▶ WHAT THE TASK REQUIRES
Which lines of the records contain the string "building"? Pick out and copy each such line, treating uppercase and lowercase as different.

Location identification records
———

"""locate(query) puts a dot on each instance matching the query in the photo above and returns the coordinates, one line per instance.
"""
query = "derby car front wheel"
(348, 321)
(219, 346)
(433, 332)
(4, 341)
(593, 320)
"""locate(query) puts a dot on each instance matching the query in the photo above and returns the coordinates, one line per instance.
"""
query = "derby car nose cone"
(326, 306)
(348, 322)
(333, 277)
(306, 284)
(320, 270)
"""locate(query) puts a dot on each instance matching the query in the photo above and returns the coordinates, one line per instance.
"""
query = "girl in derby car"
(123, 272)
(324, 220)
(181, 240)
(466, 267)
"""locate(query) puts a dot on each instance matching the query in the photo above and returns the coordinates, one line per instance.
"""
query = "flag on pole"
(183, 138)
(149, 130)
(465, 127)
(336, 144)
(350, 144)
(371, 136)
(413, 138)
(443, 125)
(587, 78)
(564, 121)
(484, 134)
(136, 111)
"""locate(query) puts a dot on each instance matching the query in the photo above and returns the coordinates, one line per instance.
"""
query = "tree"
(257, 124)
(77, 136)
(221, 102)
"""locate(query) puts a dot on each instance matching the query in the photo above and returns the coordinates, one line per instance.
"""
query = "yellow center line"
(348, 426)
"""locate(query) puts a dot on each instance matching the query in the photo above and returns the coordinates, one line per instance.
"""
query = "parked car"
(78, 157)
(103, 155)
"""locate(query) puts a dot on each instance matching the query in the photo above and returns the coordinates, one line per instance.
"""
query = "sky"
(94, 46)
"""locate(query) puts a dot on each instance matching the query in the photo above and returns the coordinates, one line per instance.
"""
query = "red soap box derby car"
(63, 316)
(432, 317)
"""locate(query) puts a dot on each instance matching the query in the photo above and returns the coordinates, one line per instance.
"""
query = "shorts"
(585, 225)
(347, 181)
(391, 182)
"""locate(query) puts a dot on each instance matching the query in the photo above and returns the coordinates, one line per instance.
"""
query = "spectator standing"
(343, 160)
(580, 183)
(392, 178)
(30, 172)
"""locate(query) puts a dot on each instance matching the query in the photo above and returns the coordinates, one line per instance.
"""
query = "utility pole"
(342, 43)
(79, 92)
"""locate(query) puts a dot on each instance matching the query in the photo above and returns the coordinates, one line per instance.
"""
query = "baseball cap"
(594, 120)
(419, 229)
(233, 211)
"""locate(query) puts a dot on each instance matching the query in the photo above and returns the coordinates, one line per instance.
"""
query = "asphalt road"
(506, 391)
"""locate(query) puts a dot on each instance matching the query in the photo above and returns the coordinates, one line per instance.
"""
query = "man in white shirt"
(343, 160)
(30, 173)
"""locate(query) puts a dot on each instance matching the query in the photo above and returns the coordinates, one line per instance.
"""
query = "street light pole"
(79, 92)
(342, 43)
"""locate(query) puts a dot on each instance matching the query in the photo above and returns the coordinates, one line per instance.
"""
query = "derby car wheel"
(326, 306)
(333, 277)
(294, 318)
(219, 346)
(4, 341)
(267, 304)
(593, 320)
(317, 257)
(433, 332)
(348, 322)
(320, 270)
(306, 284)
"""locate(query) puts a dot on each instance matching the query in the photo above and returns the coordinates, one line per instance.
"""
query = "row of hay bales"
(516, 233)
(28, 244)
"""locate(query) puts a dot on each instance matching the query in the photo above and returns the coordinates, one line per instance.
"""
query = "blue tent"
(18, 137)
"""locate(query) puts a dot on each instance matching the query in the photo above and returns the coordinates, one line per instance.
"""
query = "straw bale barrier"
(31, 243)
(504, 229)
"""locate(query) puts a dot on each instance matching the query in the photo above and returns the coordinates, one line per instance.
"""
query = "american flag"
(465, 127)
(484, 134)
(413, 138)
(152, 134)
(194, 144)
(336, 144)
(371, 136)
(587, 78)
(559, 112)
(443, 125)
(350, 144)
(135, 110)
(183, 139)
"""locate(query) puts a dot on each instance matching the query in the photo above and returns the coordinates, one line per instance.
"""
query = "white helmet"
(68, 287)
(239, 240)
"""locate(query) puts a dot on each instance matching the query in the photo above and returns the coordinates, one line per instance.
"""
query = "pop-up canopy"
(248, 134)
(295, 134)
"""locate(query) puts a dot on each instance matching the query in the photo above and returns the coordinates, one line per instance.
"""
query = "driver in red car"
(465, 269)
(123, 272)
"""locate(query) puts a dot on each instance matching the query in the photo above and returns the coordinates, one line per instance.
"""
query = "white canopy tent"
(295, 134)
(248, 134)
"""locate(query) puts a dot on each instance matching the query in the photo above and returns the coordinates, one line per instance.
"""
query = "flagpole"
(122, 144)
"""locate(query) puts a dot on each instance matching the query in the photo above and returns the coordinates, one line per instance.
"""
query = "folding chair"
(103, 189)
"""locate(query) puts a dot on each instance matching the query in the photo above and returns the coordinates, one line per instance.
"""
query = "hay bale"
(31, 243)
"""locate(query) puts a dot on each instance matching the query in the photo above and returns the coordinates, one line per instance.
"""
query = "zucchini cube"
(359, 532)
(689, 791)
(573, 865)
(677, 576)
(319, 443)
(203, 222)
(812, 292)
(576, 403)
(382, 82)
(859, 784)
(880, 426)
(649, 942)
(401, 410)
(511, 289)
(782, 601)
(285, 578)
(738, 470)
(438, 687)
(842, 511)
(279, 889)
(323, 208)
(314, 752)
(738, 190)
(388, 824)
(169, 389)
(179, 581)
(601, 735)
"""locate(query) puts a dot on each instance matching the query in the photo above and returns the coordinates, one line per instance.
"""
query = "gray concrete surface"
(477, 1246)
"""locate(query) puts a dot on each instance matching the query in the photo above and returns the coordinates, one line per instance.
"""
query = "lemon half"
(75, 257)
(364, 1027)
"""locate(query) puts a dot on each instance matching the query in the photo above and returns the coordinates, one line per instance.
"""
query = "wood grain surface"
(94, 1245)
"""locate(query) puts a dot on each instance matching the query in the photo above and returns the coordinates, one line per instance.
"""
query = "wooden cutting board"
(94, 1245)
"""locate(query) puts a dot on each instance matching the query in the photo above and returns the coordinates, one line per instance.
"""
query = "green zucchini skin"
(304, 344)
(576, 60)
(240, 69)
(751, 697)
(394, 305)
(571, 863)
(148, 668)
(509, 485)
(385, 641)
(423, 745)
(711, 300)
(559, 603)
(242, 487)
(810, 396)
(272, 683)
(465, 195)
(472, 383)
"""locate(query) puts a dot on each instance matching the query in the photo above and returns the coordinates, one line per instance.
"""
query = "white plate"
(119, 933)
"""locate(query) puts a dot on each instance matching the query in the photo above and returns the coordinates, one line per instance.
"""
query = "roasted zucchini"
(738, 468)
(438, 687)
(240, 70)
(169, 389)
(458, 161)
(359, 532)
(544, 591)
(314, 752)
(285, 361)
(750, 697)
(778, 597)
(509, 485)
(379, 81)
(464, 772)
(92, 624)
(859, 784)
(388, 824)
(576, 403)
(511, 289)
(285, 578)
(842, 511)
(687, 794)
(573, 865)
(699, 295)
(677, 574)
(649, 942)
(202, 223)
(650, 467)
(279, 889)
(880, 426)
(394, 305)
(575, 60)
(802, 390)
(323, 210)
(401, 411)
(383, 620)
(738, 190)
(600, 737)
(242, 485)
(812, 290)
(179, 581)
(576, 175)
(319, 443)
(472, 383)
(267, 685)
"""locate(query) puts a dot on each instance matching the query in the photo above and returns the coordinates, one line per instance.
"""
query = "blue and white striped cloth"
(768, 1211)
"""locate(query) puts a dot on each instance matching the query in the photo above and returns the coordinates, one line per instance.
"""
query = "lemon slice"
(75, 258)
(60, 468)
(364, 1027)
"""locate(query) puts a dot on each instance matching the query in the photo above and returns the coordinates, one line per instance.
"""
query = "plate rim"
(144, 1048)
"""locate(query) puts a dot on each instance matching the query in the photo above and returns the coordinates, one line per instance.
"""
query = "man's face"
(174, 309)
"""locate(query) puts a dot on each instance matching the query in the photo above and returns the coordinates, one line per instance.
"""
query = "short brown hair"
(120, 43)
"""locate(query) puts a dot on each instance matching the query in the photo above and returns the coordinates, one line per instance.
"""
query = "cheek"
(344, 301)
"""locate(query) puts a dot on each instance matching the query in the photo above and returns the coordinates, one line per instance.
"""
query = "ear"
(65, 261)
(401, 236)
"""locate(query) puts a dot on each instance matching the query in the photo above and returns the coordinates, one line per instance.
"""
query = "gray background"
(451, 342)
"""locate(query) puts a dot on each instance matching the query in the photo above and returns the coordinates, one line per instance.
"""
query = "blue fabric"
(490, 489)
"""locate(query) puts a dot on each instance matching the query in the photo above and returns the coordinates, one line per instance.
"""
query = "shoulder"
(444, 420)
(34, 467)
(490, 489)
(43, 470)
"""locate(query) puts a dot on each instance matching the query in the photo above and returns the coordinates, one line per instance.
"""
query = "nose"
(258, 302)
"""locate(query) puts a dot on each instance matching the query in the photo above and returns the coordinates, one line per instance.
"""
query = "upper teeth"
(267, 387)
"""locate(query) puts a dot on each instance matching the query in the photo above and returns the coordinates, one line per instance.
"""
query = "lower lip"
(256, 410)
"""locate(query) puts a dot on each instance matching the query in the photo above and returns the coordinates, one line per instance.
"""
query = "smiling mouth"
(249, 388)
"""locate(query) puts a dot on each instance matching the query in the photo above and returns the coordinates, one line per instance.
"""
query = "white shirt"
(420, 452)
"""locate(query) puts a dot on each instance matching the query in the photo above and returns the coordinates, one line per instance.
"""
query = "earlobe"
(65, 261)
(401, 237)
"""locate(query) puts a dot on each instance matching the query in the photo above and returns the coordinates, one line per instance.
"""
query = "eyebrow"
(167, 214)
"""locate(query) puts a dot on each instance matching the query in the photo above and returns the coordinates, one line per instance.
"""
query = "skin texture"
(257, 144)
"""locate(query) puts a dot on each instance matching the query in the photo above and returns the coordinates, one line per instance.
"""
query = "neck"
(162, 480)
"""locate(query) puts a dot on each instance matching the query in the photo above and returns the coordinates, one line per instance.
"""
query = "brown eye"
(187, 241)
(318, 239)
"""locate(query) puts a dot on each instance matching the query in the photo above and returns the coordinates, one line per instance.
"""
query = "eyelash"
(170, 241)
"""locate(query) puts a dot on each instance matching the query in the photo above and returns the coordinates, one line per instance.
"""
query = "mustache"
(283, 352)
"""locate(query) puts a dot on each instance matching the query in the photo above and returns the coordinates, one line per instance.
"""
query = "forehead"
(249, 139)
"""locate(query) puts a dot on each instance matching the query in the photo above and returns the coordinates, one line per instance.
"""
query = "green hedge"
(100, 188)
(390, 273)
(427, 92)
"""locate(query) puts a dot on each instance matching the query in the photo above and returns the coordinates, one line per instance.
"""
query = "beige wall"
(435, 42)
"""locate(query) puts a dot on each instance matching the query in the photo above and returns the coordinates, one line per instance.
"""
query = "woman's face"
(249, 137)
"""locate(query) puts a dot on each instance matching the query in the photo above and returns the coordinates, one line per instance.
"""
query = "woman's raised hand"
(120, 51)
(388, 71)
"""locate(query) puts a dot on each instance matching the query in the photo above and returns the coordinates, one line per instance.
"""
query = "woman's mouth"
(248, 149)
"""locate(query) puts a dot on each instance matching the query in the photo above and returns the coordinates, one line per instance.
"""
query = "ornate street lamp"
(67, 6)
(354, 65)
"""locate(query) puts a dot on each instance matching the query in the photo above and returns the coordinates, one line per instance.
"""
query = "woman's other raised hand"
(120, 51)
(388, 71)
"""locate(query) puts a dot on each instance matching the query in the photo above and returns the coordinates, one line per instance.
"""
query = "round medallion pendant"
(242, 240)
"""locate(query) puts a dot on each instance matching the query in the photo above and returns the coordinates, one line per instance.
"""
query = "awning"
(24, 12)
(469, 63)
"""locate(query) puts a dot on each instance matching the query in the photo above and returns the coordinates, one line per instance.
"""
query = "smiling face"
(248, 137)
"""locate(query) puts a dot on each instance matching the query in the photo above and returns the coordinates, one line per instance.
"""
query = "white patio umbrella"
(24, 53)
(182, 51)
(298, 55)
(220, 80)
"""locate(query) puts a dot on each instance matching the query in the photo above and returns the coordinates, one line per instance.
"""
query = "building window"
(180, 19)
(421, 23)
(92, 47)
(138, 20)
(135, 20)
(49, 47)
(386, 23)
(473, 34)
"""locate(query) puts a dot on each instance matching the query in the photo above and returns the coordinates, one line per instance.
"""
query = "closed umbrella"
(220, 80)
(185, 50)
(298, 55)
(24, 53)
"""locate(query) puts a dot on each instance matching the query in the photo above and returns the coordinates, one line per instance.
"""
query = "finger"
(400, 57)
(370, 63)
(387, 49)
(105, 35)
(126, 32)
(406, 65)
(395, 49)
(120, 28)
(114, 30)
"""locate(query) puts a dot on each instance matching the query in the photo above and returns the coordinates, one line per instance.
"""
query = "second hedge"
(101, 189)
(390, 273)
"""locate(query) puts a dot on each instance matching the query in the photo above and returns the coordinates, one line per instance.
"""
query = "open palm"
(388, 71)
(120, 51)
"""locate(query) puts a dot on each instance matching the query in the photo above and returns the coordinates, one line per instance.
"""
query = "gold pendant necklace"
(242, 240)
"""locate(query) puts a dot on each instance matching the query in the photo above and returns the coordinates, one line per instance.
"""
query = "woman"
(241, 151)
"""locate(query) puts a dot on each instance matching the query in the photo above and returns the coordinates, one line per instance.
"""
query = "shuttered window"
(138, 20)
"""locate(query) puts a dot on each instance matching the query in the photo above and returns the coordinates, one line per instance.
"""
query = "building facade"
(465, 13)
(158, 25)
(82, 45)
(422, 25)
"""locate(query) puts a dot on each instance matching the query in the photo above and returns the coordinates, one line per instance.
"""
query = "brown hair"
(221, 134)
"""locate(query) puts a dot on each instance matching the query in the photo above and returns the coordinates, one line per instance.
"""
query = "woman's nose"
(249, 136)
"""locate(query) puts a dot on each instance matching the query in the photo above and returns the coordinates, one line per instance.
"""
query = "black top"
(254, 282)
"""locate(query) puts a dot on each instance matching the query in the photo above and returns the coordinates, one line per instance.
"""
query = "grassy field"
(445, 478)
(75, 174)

———

▶ FINISHED TASK
query = "building window"
query = "building facade"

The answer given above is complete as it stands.